**Assignment**
Reproduce the entries that follow, exactly and in full.

Exercise materials START

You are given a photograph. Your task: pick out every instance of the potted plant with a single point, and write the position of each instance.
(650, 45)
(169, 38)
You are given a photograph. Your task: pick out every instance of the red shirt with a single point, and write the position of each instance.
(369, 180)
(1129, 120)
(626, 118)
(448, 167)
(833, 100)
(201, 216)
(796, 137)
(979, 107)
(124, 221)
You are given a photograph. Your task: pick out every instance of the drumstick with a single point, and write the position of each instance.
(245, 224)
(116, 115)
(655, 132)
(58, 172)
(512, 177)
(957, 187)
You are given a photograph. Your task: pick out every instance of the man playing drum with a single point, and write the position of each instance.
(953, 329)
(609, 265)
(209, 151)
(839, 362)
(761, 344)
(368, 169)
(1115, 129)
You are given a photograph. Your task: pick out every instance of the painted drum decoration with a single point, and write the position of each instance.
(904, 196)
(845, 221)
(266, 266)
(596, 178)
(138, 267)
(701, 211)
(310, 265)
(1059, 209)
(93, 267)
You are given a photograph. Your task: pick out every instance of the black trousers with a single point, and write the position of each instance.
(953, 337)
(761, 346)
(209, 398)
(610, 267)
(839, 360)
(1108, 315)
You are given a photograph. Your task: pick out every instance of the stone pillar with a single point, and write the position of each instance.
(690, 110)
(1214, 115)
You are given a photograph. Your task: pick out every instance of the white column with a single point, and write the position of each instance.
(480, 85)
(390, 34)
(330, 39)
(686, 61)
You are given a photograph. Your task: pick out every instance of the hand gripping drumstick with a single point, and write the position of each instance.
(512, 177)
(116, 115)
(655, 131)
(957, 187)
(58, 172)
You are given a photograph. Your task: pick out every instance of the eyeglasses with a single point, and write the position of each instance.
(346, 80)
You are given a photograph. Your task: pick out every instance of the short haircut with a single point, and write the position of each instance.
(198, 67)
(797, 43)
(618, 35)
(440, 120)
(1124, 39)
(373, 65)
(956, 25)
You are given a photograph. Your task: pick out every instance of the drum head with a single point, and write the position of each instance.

Exercise materials END

**Response**
You are given a photograph. Your task: pick out every instance of the potted plant with a single point, and write the position of each instance.
(650, 45)
(169, 38)
You are given a photograph. Your task: pick out every instance of the red shirt with a single point, and write the position of each instance.
(369, 180)
(1129, 120)
(626, 118)
(448, 167)
(833, 100)
(201, 216)
(796, 137)
(979, 107)
(124, 221)
You are given a photograph. Your task: pick out every instance of the drumstick with a single point, and write the position of each instance.
(245, 224)
(116, 115)
(655, 132)
(58, 172)
(512, 177)
(957, 187)
You are given a photograph. Your task: pick out every instance of the man playing drum with a single point, and write the position of each instance.
(953, 329)
(609, 265)
(209, 151)
(839, 362)
(761, 344)
(368, 169)
(1115, 129)
You are given a photograph. Your task: pick out every instance of the painted drum decoration with a single point, and write the position of each instance.
(904, 196)
(845, 221)
(266, 266)
(596, 178)
(138, 267)
(701, 211)
(310, 265)
(1059, 209)
(93, 267)
You are given a photograph. Your task: pick out every instance of the black trousers with a single point, and write the position of each instance.
(953, 337)
(761, 346)
(209, 398)
(610, 267)
(839, 360)
(1108, 315)
You are given a photograph. Your task: pick out every instance of the stone pillar with a single point, and write the position of each instance.
(690, 110)
(1214, 115)
You are given a photograph. Your task: pick out every instance of the white column with a single point, and write the position of each instance.
(480, 85)
(390, 34)
(330, 39)
(686, 61)
You are given a photograph. Your task: pick out every instance of the hand gripping drumstick with a single point, and write the position of each instance.
(512, 177)
(116, 115)
(655, 131)
(957, 187)
(58, 172)
You are given a photograph. Your task: pick out every instance of the eyeglasses with a single point, and write the position of each instance.
(346, 80)
You are given a photograph. Your task: pick out every instance of the short haircut with a single point, and write the position of each instance.
(198, 67)
(797, 43)
(618, 35)
(440, 120)
(1124, 39)
(373, 65)
(956, 25)
You are given a photograph. Your task: pick out every instance of the drum head with a single point, and write the position of each instance.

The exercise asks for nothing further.